THE INPUT -
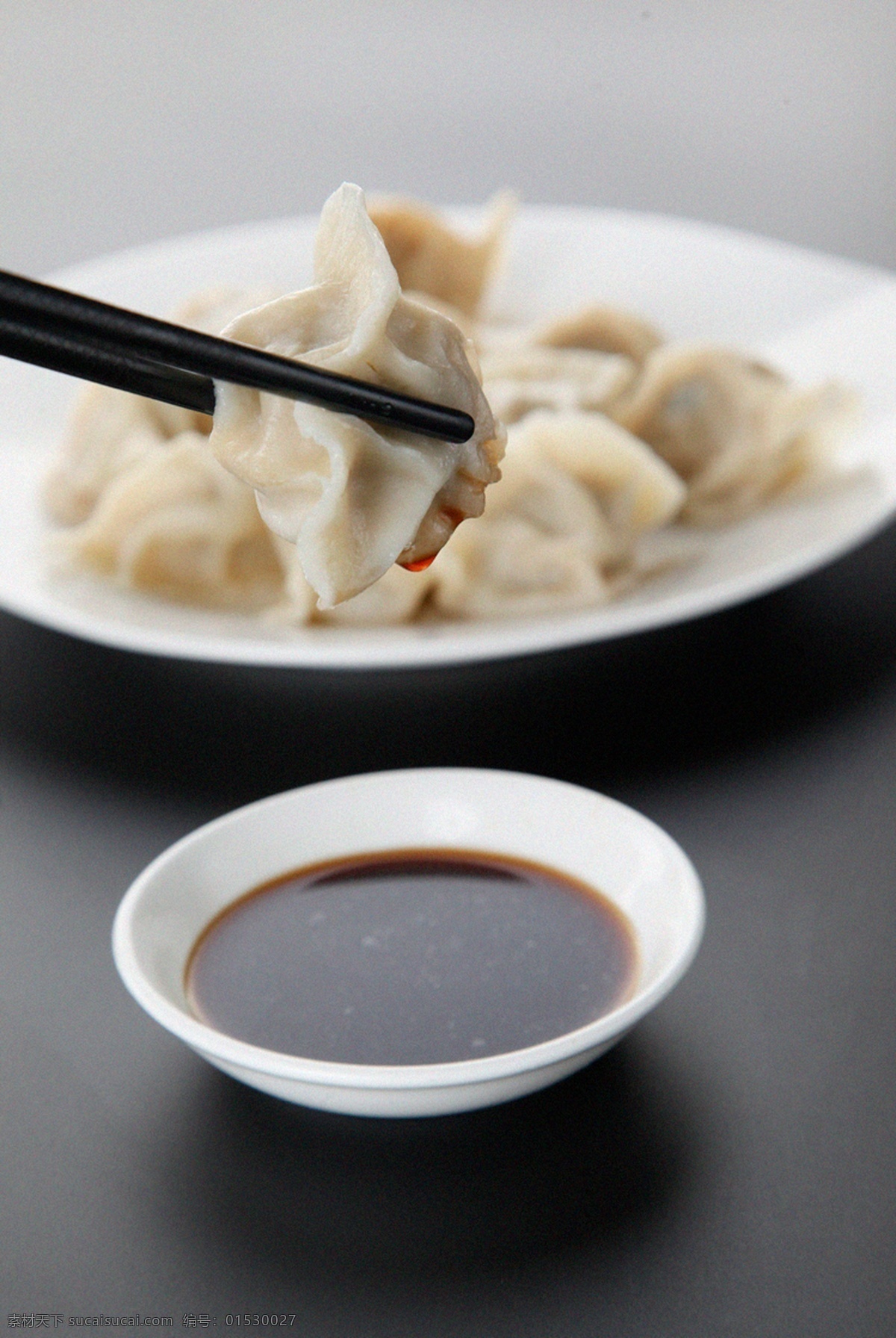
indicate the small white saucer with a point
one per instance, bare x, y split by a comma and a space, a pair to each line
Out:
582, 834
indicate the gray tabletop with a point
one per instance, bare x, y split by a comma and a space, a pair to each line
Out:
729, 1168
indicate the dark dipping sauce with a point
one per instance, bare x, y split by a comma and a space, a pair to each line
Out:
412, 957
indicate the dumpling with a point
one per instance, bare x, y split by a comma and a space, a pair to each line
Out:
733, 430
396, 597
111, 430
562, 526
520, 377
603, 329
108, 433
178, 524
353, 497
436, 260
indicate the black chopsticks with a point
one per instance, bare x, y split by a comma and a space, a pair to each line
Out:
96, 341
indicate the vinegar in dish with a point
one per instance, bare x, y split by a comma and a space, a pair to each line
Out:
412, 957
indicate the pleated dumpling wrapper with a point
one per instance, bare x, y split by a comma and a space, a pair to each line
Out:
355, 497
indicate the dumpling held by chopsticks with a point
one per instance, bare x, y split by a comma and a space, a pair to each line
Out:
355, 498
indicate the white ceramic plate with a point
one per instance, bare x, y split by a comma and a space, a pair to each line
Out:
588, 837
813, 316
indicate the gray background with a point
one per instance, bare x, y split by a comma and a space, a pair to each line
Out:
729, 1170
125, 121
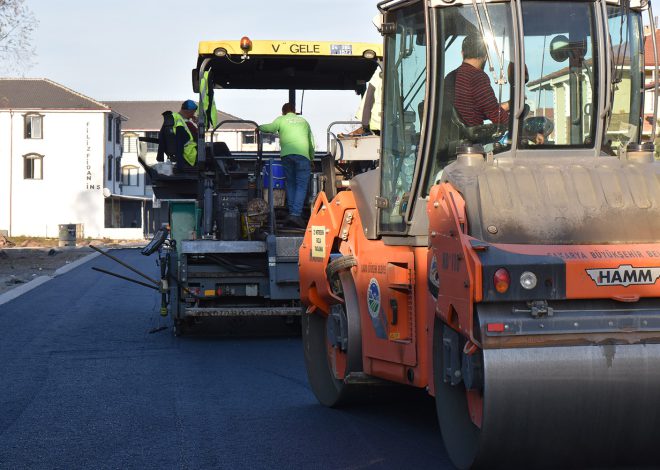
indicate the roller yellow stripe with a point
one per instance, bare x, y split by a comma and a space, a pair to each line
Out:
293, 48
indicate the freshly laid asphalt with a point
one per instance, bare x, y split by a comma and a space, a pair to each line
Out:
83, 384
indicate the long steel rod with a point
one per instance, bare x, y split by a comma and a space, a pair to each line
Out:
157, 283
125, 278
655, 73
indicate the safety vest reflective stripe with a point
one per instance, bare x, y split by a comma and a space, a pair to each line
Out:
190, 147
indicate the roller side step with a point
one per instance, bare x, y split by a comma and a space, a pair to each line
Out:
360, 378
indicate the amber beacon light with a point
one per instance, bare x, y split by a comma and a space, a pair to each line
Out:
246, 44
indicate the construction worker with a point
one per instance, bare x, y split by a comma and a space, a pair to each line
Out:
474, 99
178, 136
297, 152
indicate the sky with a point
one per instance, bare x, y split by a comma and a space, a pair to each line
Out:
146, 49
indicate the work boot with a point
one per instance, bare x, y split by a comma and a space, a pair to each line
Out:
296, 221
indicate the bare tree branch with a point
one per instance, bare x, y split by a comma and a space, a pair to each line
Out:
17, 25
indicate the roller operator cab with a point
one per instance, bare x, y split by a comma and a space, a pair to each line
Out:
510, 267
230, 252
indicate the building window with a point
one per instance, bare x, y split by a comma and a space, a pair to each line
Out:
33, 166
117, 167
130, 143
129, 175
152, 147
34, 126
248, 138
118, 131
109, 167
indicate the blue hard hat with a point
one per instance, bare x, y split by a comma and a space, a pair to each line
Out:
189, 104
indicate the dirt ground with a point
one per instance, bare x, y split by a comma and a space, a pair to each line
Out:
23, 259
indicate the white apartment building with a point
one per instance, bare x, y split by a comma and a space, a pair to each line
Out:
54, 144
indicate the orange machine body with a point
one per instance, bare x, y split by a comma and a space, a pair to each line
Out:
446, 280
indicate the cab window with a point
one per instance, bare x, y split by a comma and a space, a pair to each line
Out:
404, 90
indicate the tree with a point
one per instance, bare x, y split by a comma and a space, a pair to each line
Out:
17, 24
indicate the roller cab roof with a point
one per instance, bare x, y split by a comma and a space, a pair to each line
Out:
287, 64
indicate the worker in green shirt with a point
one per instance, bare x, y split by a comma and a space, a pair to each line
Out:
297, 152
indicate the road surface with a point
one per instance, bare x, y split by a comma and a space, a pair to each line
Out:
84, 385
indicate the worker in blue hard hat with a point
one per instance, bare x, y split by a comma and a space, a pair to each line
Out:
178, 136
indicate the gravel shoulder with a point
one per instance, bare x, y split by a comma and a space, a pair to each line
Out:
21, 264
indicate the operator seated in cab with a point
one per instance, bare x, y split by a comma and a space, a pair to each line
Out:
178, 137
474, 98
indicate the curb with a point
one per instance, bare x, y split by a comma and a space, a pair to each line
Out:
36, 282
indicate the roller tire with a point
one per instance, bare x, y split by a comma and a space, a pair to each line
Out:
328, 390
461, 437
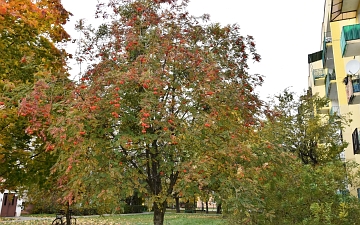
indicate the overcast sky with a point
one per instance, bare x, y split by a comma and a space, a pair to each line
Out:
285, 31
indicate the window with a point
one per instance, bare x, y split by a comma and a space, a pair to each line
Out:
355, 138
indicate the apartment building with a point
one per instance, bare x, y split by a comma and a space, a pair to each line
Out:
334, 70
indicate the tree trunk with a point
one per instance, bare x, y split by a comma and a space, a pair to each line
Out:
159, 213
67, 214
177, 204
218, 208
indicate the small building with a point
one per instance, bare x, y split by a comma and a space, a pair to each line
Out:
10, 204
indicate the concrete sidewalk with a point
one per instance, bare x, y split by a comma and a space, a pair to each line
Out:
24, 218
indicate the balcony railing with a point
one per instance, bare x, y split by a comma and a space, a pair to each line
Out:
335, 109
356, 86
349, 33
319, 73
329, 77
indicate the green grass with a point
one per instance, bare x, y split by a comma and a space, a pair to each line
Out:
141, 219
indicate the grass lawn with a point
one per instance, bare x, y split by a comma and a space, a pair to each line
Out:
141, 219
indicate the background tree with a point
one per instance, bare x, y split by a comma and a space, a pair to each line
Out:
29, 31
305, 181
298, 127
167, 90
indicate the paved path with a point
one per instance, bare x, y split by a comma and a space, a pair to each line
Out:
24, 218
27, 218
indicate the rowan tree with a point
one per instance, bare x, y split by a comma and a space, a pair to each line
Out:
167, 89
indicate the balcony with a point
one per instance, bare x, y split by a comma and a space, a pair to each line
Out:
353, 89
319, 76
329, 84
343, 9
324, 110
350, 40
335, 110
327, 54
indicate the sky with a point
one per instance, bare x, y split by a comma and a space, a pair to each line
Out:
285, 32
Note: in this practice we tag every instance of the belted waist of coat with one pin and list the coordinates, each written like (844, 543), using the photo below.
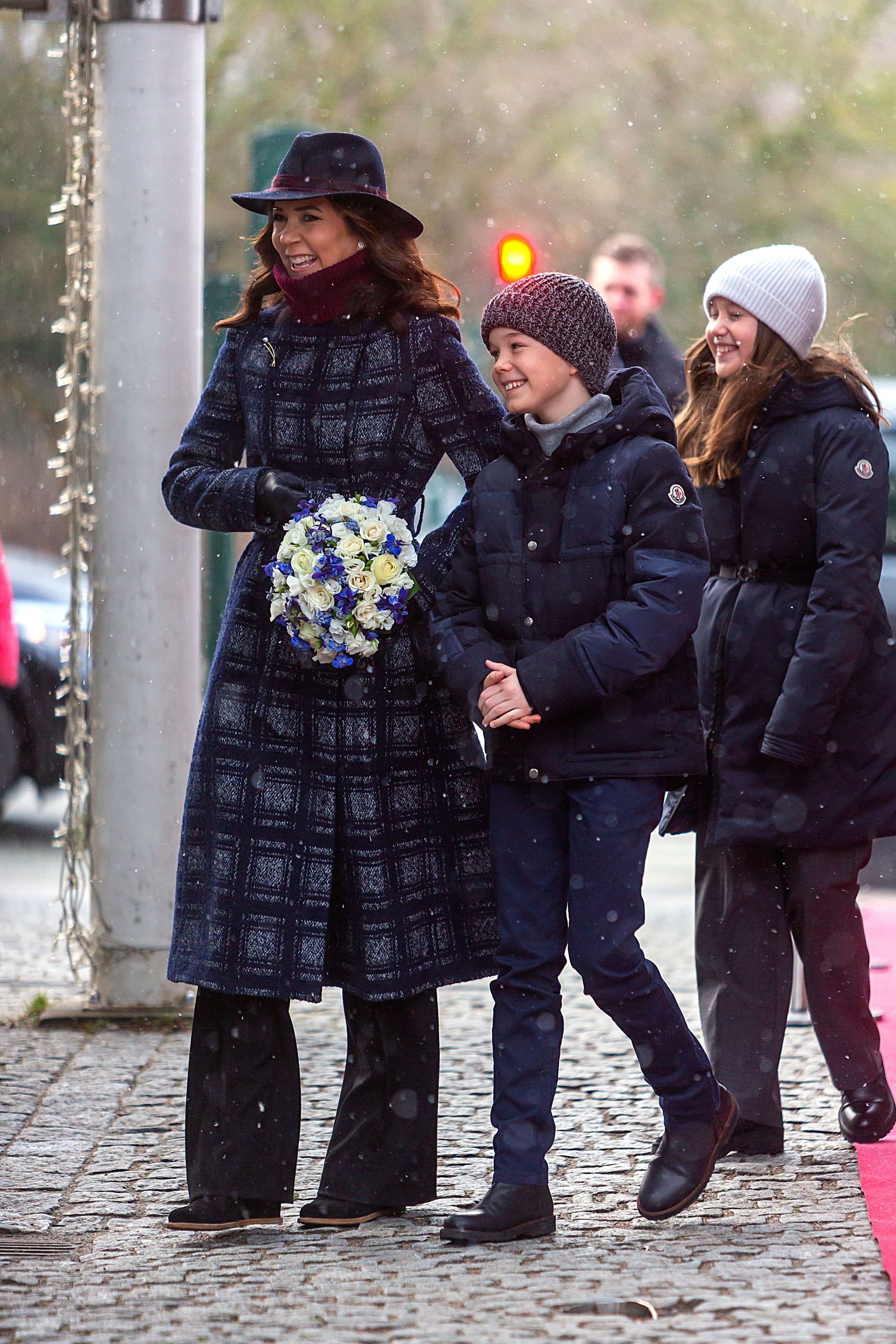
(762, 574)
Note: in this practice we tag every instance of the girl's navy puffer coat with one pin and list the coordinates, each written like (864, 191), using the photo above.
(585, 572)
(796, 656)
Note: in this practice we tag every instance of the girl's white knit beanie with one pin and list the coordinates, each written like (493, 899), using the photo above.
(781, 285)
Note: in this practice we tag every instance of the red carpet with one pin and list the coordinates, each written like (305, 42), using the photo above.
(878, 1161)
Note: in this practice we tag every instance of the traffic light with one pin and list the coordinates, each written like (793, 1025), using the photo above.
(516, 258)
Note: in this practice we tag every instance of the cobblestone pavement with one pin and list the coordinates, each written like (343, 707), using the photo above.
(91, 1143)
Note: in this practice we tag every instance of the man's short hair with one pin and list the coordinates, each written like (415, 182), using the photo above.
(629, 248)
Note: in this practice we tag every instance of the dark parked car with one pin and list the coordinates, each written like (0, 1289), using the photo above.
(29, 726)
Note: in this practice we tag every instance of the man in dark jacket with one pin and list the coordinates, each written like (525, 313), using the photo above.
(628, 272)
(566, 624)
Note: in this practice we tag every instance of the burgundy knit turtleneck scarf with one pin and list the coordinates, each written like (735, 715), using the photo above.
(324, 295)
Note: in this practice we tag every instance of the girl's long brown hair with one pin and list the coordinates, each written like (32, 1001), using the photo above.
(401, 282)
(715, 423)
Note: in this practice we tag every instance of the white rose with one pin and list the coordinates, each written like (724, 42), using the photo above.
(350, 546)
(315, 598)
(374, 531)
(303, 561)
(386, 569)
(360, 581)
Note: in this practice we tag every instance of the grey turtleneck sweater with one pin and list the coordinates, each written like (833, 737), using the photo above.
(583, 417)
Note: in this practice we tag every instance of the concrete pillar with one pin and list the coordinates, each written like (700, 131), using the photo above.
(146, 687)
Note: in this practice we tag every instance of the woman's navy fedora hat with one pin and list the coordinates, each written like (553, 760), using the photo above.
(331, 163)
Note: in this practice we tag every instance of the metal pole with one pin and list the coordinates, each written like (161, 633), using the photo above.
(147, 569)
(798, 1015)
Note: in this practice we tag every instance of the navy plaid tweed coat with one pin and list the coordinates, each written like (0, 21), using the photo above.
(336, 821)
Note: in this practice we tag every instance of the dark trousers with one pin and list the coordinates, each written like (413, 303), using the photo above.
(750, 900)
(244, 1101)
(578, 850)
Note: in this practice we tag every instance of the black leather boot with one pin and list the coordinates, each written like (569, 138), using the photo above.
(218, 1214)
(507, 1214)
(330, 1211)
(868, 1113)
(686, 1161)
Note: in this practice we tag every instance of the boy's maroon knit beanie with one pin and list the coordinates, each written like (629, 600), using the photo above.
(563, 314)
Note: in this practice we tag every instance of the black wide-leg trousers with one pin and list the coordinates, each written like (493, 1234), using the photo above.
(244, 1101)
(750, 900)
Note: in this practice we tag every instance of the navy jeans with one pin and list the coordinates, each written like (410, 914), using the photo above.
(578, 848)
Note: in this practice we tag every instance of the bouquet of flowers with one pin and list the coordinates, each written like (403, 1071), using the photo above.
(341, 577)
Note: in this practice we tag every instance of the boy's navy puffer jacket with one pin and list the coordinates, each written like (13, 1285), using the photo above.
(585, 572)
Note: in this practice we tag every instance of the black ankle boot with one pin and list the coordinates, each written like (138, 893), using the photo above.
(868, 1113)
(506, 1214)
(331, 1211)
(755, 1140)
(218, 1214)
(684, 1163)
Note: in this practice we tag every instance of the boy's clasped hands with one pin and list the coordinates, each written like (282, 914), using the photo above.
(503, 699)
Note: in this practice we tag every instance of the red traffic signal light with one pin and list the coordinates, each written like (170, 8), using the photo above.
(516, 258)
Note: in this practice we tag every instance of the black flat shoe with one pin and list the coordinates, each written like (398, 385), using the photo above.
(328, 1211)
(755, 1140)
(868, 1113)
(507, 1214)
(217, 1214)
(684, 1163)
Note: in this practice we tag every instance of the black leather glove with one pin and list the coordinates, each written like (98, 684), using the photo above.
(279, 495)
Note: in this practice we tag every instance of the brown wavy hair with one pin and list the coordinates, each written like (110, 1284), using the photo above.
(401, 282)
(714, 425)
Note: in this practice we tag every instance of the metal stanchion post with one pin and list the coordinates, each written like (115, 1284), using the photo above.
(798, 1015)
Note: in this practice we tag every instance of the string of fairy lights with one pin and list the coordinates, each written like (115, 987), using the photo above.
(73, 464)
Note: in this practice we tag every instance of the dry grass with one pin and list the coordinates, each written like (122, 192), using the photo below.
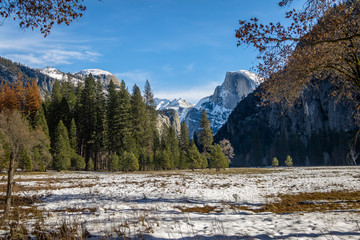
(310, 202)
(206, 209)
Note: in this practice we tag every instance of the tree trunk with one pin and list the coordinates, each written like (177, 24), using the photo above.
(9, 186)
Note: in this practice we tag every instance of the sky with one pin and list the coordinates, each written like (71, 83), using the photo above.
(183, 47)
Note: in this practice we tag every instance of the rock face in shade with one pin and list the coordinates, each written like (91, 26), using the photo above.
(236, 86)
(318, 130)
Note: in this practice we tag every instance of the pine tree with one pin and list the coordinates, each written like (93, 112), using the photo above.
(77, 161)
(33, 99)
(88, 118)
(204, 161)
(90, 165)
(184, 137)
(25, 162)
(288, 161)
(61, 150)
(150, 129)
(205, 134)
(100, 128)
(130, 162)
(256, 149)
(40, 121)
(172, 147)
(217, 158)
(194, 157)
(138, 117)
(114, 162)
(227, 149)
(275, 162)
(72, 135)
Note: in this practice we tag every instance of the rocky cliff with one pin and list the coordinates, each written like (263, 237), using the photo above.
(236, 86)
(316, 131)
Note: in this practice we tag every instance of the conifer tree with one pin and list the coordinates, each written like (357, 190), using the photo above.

TASK ITEM - Which lines of the data include the string "stripe"? Copy each of them.

RESPONSE AREA -
indicate the roller yellow stripe with a point
indicate the safety vest reflective stripe with a point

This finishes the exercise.